▶ Your instructions
Can you output every one of these entries as a numbered list, leaving out any blank lines?

····················

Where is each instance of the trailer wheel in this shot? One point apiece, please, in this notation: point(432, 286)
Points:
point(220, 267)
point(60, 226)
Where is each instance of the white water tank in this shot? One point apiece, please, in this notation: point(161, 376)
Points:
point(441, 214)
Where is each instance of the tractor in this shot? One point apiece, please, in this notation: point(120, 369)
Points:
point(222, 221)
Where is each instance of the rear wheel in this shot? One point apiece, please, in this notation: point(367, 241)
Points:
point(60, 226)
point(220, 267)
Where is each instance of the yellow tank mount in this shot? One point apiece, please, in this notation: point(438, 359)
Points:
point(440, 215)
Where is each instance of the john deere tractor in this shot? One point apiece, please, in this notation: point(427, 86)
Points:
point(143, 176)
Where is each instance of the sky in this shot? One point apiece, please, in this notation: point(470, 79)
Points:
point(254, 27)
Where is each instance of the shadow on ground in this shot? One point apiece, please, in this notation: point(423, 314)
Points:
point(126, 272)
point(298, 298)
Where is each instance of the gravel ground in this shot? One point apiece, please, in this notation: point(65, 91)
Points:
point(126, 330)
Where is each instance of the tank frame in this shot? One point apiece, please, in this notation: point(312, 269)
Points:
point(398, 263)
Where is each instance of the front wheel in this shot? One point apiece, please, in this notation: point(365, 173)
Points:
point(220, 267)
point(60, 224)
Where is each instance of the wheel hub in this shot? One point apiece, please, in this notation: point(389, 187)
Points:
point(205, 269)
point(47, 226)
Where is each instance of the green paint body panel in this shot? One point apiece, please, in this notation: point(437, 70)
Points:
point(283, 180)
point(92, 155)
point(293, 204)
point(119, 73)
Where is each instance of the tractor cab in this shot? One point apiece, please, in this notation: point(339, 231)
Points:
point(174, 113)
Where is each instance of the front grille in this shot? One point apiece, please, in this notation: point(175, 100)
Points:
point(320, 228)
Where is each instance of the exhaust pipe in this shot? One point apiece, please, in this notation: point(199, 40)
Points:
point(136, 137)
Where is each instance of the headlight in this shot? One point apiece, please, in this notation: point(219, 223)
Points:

····················

▶ Response to this task
1. Where is each instance of the trailer wheel in this shot? One point apiece, please, in this notation: point(432, 286)
2. Points:
3. point(220, 267)
4. point(60, 226)
5. Where is each instance of the white water tank in this shot? One point apiece, please, in this notation: point(161, 376)
6. Points:
7. point(441, 214)
8. Where is each instance of the tractor in this shot? One point apiece, please, in this notation: point(120, 369)
9. Points:
10. point(222, 221)
11. Where is each instance of the rear wheel in this shot? One point apiece, please, in this notation: point(367, 241)
12. Points:
13. point(60, 226)
14. point(220, 267)
15. Where is each instance of the yellow tank mount in this shot? One point apiece, please, in this notation: point(438, 359)
16. Points:
17. point(440, 215)
18. Where is each instance of the john deere tractor in this shot? One point apiece, please, in this notation: point(427, 86)
19. Points:
20. point(143, 176)
21. Where is each instance of the sky in this shot? One point apiece, please, in this notation: point(470, 79)
22. Points:
23. point(254, 27)
24. Where is each instance of the shadow on ground in this shot? One point apiece, please, in this notation: point(423, 314)
25. Points:
26. point(126, 272)
27. point(298, 298)
28. Where is each instance of the gravel ground in this shot? One point apiece, please, in this notation: point(65, 91)
29. Points:
30. point(126, 330)
31. Where is each instance of the tank frame in this shot? One point apiece, please, in this notation: point(312, 269)
32. Points:
33. point(398, 263)
34. Where is each instance of the front wheel in this shot? One point apiece, please, in this notation: point(365, 173)
35. Points:
36. point(220, 267)
37. point(60, 224)
38. Where is each instance of the wheel hub in this shot? One point apiece, please, in this notation: point(389, 187)
39. Points:
40. point(205, 269)
41. point(47, 226)
42. Where is each instance of the green paint body panel in this shot? One point apiece, please, in this notation: point(437, 70)
43. Points:
44. point(283, 180)
45. point(92, 155)
46. point(293, 204)
47. point(119, 73)
48. Where is each instance of the tractor cab in this shot? One point apiece, please, in this notation: point(339, 231)
49. Points:
50. point(174, 113)
51. Where is each instance of the front grille in this shot? One point apiece, please, in this notation: point(175, 100)
52. Points:
53. point(320, 228)
54. Where is each instance of the exhaust pipe in this shot? One point apiece, please, in this notation: point(199, 40)
55. Points:
56. point(136, 137)
57. Where is each instance of the headlight in this shot? One point apiece, please, in this notation: point(219, 223)
58. Points:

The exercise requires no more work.